- _WHAT TO WORK ON_:
Skip every picture and transcribe the remaining material exactly.

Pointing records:
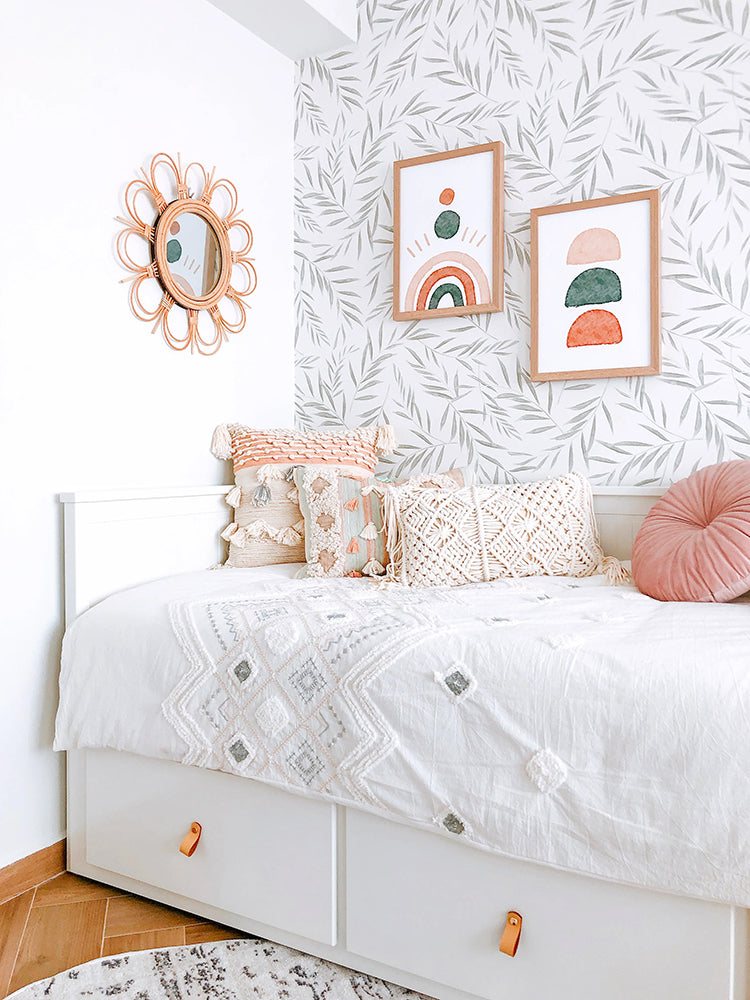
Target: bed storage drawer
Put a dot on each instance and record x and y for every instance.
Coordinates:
(263, 853)
(436, 908)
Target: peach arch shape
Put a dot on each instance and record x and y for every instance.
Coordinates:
(455, 257)
(593, 245)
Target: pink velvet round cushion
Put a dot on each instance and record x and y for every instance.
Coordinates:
(694, 544)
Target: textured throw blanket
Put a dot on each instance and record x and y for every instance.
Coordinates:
(562, 721)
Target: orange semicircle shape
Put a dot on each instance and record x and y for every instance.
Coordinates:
(594, 328)
(593, 245)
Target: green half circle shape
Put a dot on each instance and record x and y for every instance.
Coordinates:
(593, 287)
(447, 288)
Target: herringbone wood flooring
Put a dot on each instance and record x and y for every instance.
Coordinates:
(69, 920)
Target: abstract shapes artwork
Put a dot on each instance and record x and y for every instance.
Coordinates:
(448, 233)
(570, 336)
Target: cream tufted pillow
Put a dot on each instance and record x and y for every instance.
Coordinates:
(479, 533)
(268, 526)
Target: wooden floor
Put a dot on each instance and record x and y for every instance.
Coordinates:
(69, 920)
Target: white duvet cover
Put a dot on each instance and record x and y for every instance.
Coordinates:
(562, 721)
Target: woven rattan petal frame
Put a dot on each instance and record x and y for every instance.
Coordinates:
(168, 206)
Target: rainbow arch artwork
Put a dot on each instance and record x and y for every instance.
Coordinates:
(447, 233)
(453, 276)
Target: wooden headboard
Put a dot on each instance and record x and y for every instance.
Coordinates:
(118, 539)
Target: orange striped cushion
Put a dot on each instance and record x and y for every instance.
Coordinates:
(248, 447)
(268, 526)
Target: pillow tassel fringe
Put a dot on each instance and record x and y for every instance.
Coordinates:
(221, 442)
(373, 568)
(614, 570)
(385, 440)
(234, 497)
(261, 496)
(288, 536)
(269, 471)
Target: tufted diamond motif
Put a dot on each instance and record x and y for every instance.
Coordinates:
(546, 770)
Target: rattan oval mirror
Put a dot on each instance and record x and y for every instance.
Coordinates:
(190, 252)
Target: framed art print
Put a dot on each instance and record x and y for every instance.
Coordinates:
(595, 288)
(448, 232)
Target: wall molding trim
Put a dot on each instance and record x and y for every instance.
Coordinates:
(31, 871)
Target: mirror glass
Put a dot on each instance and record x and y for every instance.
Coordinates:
(193, 254)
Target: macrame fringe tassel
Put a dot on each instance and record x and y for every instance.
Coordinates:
(385, 440)
(615, 572)
(288, 536)
(221, 442)
(234, 534)
(234, 497)
(265, 472)
(373, 568)
(393, 543)
(261, 496)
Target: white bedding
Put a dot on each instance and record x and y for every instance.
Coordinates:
(563, 721)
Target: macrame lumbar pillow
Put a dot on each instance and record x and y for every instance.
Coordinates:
(343, 515)
(268, 526)
(479, 533)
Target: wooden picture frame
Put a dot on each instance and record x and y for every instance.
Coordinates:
(595, 305)
(448, 233)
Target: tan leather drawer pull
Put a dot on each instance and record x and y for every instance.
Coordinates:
(511, 933)
(189, 844)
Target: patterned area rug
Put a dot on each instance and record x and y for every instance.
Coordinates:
(224, 970)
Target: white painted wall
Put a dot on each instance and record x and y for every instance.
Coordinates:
(88, 398)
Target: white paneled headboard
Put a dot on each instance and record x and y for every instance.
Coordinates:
(117, 539)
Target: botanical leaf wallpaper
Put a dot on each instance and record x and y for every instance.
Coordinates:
(591, 98)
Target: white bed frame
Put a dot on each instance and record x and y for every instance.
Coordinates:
(410, 906)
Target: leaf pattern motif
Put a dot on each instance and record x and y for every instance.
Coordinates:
(591, 98)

- _WRITTEN RESPONSE_:
Target: bed storage drawer
Put a dot on each instance and record x and y for every instance.
Coordinates:
(263, 853)
(436, 908)
Target: peach arch shape
Put a dot on each instance and record x and y for every instance.
Coordinates:
(455, 257)
(593, 245)
Target: pink velvet round cushion
Put a dot on each instance and record x and y for every instance.
Coordinates:
(694, 544)
Target: textured throw blanket
Put a dot on each instance and record x and y for every instance.
Coordinates:
(562, 721)
Target: orange semicircle shape
Put a dot on each instance and record x and y for every instance.
Coordinates:
(594, 328)
(593, 245)
Target: green half circle shape
Put a dot on each instance and record x and y for every instance.
Coordinates:
(593, 287)
(447, 288)
Target: herringbone wood flooring
Put a dot on each instance and record x and y for every instance.
Coordinates:
(69, 920)
Target: abstract shapes artwork
Put a dot on each instance and record x and y for every instance.
Coordinates:
(448, 233)
(570, 336)
Target: cream tufted pillow
Put a dot on each instance and record x and y for every instance.
Coordinates:
(479, 533)
(268, 526)
Target: wooden floor
Put a dot on each instance and record x and y for every instance.
Coordinates:
(69, 920)
Target: white duvet cover
Put a dot on each instance and record x and y for every instance.
Coordinates:
(562, 721)
Target: woven rattan petal frame
Put a dot on each instance and record x and y for every instance.
Coordinates:
(168, 206)
Target: rainbow arch artwork
Put a dot on each instance and record x and y for every instance.
Coordinates:
(447, 233)
(453, 276)
Target: wooden headboard
Put a dot on each instance and record x and y for every instance.
Coordinates:
(118, 539)
Target: orange striped cushion
Put a dot on each instance and record x and y for every instance.
Coordinates:
(248, 447)
(268, 526)
Target: pillow tassel fringe
Put a dot on each instance and record x and y for every instance.
Coordinates:
(221, 442)
(373, 568)
(614, 570)
(385, 440)
(234, 497)
(261, 496)
(288, 536)
(269, 471)
Target: tufted diamond motif
Put a dot on each instance and record x and y for every instance.
Coordinates:
(546, 770)
Target: rattan oval mirror
Put a dot on each instance and record x and y for every instance.
Coordinates:
(190, 252)
Target: framed art print
Put a dot on each instance and record x and y for every instance.
Coordinates:
(595, 288)
(448, 232)
Target: wall molding trim
Put a dot on each instance and record x and y for every instance.
Coordinates:
(31, 871)
Target: mirror glass
Put a dot on each instance and record x and y for every instance.
Coordinates:
(193, 254)
Target: macrame fringe tassel
Put a dot on each instance and record x and y for every instance.
Coordinates:
(385, 440)
(615, 572)
(288, 536)
(221, 442)
(234, 534)
(234, 497)
(265, 472)
(373, 568)
(393, 543)
(261, 496)
Target: white bedding
Put a dot on each instance and record x and y for every instance.
Coordinates:
(563, 721)
Target: macrame lumbar pillow
Put a dot on each instance and record x and y for every instance.
Coordinates:
(343, 515)
(268, 526)
(479, 533)
Target: wooden picture frame
Put a dot on each instance and record x and y for every instance.
Coordinates:
(595, 305)
(448, 233)
Target: tan leather drawer pull
Put a dot on each instance and record x and y for every instance.
Coordinates:
(511, 933)
(189, 844)
Target: patterned area rug
Put a dot on each instance and record x and y for every instance.
Coordinates:
(224, 970)
Target: white painted wall
Put a dot on each instance and record x and y for every instance.
Coordinates:
(88, 398)
Target: white paneled headboard
Put a dot on each instance and record x and y for every instance.
Coordinates:
(117, 539)
Target: botanical leaf wallpaper
Put a dot on each instance and record x and y for every instance.
Coordinates:
(591, 98)
Target: white bed frame
Put a dot on each instance and record x and y for every instance.
Coordinates:
(410, 906)
Target: leaf pattern motif
Put a dot on each instance and record x and y for every instance.
Coordinates:
(591, 98)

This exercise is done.